**Problem statement:**
Set down exactly the lines from the one containing "Would you be able to point at the drainpipe" through the end of the records below, both included, and nothing else.

——

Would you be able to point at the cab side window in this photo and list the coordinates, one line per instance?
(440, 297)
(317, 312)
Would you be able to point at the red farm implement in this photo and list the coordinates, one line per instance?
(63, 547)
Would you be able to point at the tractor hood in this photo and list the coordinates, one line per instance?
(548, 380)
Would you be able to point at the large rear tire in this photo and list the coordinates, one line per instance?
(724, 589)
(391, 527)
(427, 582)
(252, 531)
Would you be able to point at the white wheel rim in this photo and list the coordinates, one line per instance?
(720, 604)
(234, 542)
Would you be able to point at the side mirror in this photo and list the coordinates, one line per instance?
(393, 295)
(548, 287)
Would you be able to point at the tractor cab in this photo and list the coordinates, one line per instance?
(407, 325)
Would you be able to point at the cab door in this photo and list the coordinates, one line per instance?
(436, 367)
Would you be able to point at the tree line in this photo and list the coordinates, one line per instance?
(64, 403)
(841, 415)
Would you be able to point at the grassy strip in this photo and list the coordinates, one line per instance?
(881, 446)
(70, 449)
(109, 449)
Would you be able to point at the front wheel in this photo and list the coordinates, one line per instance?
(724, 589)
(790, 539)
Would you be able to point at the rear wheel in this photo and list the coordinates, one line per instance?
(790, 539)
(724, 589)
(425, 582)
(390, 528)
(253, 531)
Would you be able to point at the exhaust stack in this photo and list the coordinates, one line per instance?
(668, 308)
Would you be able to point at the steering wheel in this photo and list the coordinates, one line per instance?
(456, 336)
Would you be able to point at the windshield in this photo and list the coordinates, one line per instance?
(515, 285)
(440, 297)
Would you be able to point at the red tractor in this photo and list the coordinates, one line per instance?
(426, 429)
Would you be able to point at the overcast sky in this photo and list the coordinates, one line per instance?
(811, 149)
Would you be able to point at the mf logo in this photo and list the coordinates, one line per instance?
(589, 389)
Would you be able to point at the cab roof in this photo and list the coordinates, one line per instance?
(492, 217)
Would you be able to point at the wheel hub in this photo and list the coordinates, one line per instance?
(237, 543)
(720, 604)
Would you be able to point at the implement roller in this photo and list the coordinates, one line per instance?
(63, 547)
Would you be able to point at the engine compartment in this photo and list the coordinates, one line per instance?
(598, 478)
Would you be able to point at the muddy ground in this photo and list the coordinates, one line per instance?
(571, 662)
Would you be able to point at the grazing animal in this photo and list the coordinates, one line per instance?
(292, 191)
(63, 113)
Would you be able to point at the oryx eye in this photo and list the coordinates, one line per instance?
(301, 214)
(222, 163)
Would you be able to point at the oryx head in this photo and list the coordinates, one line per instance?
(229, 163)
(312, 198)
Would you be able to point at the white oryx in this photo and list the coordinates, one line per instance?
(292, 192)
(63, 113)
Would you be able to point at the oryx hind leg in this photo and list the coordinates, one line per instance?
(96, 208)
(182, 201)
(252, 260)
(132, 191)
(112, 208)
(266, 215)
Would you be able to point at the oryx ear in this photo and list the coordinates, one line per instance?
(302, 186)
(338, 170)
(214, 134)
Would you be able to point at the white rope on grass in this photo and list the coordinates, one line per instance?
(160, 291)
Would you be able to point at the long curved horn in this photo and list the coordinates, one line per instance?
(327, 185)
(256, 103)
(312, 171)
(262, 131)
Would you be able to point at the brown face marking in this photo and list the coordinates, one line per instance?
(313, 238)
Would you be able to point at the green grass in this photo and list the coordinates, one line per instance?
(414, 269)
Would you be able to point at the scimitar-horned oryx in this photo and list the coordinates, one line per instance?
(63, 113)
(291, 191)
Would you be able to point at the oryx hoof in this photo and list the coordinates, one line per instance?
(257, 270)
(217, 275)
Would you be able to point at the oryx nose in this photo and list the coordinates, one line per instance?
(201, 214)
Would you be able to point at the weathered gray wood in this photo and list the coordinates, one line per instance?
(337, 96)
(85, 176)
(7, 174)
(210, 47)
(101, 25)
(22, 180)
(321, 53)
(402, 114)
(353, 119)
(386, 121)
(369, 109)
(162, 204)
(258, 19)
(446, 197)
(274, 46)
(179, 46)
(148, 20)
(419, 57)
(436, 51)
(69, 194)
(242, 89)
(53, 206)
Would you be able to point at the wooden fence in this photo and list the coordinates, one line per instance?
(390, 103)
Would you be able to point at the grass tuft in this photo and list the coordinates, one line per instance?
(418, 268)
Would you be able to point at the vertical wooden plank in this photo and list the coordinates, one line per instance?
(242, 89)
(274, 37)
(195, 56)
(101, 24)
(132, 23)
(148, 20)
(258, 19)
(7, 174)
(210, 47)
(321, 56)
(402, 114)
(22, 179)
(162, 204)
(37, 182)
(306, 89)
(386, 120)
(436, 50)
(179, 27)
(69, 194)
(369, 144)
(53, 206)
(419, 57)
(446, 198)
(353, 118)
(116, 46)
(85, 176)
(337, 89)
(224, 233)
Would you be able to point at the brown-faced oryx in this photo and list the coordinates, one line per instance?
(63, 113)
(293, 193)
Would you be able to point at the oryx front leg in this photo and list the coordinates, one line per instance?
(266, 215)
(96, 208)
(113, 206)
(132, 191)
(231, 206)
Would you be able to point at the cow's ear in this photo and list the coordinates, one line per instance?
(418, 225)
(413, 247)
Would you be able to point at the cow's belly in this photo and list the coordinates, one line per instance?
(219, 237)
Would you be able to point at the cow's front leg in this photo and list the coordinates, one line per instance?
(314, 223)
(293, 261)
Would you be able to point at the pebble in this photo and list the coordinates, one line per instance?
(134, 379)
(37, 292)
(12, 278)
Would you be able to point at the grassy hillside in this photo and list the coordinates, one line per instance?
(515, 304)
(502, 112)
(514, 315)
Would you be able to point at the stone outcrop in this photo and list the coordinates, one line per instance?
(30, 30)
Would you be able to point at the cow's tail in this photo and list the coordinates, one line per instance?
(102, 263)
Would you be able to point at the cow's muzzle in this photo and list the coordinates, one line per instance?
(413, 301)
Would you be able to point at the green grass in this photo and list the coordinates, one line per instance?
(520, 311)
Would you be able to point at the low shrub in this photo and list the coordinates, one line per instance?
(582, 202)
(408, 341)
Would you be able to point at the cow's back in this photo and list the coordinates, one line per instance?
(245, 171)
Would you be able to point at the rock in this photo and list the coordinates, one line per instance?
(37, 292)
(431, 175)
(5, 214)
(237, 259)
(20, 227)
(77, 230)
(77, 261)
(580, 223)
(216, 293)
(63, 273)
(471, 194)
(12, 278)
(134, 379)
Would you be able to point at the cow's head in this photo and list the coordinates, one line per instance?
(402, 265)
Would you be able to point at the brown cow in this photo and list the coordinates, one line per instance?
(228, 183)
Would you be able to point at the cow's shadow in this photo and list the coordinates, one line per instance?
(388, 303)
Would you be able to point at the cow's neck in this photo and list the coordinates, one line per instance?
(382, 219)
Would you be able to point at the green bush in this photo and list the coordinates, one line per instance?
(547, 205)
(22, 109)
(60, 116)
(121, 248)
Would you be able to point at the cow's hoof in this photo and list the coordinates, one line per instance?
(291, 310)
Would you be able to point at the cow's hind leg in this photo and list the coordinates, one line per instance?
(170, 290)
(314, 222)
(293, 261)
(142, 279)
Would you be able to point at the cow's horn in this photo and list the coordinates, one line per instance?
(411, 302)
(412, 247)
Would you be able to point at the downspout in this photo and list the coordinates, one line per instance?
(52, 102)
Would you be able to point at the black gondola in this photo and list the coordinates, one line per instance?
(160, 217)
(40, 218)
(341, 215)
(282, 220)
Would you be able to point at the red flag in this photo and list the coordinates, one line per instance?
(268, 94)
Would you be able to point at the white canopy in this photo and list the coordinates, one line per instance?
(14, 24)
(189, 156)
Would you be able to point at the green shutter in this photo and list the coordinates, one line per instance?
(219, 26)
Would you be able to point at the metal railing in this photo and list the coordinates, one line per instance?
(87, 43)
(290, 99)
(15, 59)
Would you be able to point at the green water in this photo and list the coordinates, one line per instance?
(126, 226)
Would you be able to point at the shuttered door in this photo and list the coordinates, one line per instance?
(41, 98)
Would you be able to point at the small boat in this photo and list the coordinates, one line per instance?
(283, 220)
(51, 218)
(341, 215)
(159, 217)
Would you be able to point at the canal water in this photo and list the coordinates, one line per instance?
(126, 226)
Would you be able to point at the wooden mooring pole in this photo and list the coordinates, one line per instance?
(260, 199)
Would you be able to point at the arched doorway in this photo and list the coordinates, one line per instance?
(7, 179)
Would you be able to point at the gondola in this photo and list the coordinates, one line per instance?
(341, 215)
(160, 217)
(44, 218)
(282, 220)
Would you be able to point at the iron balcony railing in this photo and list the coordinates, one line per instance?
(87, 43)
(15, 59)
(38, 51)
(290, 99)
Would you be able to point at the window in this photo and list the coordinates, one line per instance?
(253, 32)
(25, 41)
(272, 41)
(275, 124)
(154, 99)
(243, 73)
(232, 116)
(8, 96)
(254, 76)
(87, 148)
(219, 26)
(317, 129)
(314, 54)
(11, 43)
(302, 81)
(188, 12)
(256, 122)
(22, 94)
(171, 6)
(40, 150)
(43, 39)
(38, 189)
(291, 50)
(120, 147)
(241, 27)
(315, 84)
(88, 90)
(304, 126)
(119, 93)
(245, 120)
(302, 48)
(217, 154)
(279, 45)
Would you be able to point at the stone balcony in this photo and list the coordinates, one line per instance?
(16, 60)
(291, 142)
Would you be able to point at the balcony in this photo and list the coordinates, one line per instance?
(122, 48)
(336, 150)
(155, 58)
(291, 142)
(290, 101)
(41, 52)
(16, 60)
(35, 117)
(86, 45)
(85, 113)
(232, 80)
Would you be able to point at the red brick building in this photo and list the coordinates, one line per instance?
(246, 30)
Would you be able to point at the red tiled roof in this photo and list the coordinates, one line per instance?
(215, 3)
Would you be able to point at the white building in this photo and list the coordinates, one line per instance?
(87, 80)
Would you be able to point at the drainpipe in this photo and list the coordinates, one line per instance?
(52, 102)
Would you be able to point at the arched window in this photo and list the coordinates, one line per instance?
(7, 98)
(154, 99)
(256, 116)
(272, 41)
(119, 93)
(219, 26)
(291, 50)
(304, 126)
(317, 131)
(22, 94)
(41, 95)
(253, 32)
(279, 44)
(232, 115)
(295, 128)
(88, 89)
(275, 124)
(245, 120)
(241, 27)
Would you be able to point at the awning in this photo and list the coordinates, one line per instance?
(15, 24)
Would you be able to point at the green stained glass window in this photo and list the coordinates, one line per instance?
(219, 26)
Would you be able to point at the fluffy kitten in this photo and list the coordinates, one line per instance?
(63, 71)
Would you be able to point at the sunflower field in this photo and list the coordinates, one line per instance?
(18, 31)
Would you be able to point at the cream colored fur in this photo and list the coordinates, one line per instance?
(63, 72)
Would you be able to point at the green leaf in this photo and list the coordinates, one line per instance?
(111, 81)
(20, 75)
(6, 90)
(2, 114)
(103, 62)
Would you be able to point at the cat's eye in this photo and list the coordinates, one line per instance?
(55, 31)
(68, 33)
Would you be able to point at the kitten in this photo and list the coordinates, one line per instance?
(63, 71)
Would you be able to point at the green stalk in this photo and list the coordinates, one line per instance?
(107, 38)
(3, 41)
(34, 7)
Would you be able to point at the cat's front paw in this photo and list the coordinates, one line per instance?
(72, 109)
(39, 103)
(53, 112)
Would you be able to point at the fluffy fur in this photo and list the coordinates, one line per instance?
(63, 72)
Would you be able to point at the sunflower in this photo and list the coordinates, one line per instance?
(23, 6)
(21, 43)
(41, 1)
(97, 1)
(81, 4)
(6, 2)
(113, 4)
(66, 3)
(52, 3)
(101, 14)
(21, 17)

——

**Response to this exercise:**
Would you be able to point at the drainpipe in this photo and list the coordinates, one line per instance?
(52, 102)
Would you be able to point at the arched window in this photo and list the coordinates, one line per instance?
(7, 98)
(154, 99)
(256, 116)
(272, 41)
(119, 93)
(219, 26)
(291, 50)
(304, 126)
(317, 131)
(22, 94)
(41, 95)
(253, 32)
(279, 44)
(232, 115)
(295, 128)
(88, 89)
(275, 124)
(245, 120)
(241, 27)
Would you be able to point at the awning in this photo and list the coordinates, one line per instance?
(15, 24)
Would you be able to point at the green stained glass window in this photo and list the coordinates, one line per instance?
(219, 26)
Would you be able to point at the fluffy kitten in this photo and list the coordinates, one line per instance?
(63, 71)
Would you be able to point at the sunflower field in this photo and list the coordinates, one line per instance?
(18, 31)
Would you be able to point at the cream colored fur in this photo and list the coordinates, one line per instance?
(63, 72)
Would you be able to point at the green leaf in this photo and list the coordinates, one line per instance?
(111, 81)
(20, 75)
(6, 90)
(2, 114)
(103, 62)
Would you be able to point at the cat's eye in this photo and list the coordinates, one line per instance?
(55, 31)
(68, 33)
Would you be able to point at the kitten in this photo and list the coordinates, one line per instance?
(63, 71)
Would you be able to point at the green stalk in this photo and list the coordinates, one line per instance?
(107, 38)
(3, 41)
(34, 7)
Would you be able to point at the cat's front paw in this photo and list the coordinates, one line per instance?
(72, 109)
(39, 103)
(53, 112)
Would you be able to point at the fluffy fur in this photo and list the coordinates, one line per instance?
(63, 72)
Would you be able to point at the sunflower in this photo and list the coordinates, one line per instance?
(23, 6)
(21, 43)
(41, 1)
(97, 1)
(81, 4)
(6, 2)
(113, 4)
(66, 3)
(52, 3)
(101, 14)
(21, 17)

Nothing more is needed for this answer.